Prompt: Display every line of the entries below that contains the word "distant", treating uppercase and lowercase letters as different.

Given data:
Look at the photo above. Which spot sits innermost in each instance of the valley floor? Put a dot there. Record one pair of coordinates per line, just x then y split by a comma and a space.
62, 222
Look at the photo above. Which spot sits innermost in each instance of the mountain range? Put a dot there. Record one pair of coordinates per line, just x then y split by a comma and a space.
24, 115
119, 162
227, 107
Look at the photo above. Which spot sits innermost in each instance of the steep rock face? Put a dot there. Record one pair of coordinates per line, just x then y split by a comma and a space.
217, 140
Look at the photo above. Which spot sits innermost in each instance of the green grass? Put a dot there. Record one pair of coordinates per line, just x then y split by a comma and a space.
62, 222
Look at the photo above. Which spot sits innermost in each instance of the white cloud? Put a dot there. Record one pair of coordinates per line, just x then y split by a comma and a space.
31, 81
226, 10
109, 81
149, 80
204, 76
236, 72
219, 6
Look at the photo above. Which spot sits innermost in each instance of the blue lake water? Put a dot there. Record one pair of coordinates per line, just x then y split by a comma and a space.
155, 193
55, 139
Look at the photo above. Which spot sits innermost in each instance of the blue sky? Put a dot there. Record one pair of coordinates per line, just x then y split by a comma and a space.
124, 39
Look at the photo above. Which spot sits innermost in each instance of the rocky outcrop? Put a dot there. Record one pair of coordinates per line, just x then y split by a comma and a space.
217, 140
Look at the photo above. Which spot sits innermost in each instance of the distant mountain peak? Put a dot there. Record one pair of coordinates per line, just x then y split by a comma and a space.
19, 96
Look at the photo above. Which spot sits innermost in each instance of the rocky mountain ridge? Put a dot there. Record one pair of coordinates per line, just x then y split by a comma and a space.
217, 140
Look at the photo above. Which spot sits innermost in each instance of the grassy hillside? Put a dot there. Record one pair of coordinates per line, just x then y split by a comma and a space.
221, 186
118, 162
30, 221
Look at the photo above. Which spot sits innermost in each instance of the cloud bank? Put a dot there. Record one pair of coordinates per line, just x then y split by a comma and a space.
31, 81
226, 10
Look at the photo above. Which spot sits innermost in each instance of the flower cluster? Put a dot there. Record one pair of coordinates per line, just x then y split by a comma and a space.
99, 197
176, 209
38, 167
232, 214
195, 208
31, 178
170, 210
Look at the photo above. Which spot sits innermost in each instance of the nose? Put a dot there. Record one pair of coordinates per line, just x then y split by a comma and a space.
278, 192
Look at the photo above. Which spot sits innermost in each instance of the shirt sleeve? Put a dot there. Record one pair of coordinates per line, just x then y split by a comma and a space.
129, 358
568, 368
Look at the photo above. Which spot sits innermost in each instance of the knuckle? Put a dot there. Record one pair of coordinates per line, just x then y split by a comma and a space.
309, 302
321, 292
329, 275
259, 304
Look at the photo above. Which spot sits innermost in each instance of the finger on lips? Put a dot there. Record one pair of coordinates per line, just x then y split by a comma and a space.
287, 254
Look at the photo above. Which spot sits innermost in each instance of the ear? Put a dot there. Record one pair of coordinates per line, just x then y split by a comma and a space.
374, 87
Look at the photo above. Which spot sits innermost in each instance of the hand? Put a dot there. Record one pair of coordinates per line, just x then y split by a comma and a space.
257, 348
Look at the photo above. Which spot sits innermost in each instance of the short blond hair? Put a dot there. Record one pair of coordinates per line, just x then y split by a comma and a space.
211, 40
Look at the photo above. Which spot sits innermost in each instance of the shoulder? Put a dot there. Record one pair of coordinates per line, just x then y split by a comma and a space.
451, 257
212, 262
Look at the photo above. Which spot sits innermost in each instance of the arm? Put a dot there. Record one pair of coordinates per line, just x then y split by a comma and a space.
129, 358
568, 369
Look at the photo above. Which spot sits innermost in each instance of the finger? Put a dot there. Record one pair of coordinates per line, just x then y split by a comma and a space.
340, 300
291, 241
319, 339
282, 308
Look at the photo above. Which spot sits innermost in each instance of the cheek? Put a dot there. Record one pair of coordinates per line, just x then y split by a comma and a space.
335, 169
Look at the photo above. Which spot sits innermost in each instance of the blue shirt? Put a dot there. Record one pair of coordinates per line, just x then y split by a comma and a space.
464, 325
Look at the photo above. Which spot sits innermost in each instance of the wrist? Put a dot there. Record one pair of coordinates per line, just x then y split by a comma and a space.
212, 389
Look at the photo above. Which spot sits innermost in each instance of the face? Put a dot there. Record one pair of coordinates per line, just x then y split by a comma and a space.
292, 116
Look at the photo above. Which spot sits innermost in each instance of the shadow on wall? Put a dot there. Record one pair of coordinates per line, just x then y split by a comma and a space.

* * *

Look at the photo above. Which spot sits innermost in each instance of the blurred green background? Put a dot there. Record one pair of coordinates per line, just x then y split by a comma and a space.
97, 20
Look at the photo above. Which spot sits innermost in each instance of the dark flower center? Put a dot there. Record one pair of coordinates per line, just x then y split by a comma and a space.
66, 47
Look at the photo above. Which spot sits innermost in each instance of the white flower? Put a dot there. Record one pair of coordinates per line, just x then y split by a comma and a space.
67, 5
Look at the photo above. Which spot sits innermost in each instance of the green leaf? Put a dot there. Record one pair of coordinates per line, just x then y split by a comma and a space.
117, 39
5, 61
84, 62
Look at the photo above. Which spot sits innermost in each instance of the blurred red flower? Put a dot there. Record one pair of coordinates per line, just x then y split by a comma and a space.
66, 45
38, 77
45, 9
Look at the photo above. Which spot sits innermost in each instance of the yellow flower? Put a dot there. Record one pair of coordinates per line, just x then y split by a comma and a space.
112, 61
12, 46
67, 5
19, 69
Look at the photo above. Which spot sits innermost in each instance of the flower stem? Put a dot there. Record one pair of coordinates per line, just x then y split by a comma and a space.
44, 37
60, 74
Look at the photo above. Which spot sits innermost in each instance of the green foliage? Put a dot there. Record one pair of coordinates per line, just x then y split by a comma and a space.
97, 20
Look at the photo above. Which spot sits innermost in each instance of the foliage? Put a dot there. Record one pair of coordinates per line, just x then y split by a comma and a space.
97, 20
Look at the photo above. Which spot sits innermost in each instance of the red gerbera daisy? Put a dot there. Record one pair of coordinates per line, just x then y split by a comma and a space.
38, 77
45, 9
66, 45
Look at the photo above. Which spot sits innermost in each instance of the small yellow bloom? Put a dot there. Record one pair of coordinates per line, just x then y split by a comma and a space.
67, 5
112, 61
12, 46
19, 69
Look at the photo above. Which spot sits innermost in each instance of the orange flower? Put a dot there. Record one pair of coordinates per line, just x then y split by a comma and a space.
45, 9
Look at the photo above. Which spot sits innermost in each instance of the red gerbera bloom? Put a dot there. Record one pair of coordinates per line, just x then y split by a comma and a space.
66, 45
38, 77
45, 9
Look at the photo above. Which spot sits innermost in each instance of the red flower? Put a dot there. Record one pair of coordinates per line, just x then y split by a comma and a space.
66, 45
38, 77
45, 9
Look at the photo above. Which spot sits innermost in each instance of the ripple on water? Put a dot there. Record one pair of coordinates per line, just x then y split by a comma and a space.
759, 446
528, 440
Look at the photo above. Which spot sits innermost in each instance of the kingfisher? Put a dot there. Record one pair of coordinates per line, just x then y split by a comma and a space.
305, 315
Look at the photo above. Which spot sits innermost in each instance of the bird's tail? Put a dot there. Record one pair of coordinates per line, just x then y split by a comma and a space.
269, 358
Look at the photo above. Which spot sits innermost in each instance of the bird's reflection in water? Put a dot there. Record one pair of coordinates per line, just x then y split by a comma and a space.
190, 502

---

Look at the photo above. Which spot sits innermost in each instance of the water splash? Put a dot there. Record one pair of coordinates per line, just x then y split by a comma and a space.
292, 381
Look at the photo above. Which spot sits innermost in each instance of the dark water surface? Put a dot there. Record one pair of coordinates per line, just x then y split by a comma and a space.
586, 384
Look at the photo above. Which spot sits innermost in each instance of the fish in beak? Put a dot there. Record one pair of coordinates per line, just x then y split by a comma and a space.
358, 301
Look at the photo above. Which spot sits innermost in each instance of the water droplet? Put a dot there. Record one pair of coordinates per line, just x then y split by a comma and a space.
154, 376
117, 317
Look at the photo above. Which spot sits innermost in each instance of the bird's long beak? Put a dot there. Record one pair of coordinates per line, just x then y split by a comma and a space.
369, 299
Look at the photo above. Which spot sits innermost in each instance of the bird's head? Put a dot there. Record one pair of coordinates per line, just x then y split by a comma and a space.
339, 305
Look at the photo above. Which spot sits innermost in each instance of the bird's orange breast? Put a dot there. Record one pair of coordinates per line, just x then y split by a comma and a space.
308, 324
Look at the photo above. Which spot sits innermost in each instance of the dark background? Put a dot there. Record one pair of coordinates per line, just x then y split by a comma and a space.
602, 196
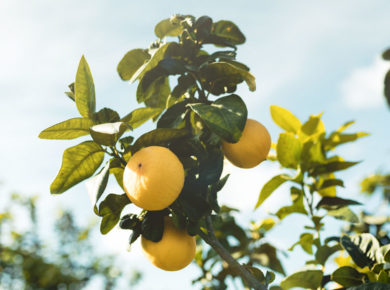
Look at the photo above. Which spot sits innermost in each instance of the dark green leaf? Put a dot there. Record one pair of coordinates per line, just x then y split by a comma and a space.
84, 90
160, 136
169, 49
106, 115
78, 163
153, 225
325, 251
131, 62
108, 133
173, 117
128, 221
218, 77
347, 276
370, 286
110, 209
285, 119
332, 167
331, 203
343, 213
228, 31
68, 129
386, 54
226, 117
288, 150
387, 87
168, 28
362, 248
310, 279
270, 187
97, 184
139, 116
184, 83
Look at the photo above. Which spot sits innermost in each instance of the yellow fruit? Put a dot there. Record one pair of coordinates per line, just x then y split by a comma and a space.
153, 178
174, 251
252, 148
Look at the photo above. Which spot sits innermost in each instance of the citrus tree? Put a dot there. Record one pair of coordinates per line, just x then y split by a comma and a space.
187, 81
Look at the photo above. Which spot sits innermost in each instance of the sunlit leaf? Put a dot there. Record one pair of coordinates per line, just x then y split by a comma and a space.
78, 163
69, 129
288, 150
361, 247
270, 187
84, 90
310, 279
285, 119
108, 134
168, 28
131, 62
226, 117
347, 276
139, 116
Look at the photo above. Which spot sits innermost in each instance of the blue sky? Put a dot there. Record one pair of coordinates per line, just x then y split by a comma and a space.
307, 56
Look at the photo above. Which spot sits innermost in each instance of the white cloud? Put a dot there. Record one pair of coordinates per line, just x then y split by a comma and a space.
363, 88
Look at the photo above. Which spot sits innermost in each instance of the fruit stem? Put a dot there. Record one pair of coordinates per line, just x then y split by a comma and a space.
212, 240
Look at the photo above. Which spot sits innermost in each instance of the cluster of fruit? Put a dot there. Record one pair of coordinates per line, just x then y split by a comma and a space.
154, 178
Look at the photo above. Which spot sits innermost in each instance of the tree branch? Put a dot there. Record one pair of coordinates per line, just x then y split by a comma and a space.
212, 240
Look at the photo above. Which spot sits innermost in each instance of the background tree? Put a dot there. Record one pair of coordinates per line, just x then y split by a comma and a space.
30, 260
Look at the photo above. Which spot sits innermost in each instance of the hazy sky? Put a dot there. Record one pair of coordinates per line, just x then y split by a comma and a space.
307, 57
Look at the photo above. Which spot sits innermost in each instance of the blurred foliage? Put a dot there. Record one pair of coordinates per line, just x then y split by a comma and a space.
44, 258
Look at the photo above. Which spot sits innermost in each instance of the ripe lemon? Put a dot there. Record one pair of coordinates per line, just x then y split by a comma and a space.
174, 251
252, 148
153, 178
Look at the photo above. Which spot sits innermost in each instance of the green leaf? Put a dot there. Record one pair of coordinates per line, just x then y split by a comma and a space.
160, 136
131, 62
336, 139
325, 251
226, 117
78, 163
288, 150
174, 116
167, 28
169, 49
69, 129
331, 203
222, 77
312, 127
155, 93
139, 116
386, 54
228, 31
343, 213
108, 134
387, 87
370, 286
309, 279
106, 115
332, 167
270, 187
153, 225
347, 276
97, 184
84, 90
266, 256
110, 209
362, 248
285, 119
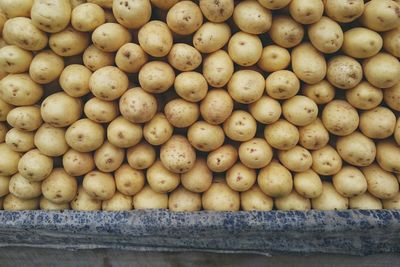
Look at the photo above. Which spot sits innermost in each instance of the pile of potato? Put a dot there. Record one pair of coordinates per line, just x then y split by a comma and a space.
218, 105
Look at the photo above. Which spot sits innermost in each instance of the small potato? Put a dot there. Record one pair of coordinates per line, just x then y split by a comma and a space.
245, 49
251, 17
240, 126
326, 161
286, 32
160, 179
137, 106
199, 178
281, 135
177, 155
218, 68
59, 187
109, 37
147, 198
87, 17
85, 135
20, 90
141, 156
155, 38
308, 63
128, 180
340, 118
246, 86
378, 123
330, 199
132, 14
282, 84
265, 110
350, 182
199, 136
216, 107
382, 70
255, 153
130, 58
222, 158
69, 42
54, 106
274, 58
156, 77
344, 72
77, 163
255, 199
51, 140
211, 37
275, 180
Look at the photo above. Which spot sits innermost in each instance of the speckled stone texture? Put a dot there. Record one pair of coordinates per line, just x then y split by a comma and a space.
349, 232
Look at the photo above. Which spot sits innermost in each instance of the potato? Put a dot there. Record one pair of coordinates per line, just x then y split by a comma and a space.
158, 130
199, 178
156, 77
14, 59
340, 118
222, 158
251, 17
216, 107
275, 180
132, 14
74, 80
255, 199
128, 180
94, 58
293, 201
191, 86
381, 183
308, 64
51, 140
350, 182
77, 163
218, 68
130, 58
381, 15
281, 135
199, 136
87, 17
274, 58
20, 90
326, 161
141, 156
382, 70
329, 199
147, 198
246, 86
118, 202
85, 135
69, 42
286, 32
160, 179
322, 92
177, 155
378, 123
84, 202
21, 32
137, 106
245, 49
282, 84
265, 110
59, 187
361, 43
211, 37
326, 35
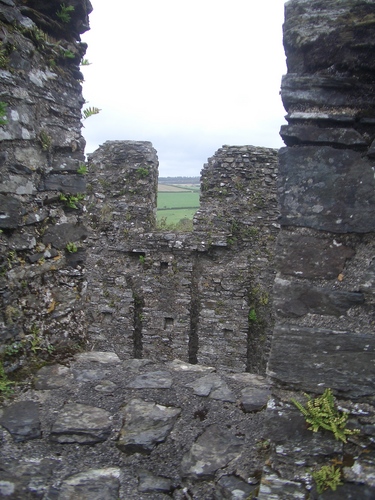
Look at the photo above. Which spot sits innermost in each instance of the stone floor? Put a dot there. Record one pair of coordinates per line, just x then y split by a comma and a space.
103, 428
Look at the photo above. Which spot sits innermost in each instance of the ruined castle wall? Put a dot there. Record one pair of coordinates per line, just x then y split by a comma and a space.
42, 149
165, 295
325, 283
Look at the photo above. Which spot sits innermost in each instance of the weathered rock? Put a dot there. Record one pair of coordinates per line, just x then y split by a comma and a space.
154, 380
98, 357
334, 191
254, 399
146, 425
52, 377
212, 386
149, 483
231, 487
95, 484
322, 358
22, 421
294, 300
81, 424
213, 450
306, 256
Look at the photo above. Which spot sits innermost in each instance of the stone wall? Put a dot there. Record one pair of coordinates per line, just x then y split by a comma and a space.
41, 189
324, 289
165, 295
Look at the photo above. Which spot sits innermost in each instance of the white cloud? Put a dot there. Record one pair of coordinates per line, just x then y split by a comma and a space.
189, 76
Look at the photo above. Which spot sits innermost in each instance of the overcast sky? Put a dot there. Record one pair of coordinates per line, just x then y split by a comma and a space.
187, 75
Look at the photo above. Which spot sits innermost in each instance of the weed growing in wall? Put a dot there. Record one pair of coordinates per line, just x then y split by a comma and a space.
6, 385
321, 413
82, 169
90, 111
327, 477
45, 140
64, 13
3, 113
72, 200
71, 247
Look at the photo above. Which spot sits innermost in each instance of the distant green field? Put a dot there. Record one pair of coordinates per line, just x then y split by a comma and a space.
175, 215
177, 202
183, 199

Correct response:
Look at the photo above. Which spot sits innermost in each instance of the distant mountain peak? Put a dot there. Record one pair of coordinates per line, just x then y split by a comma and a space.
Look at the photo above. Which spot sits innermost in each instance of the distant green field? Put a dot there. Record one pair of coordinates per line, just x then y split by a comma and a space.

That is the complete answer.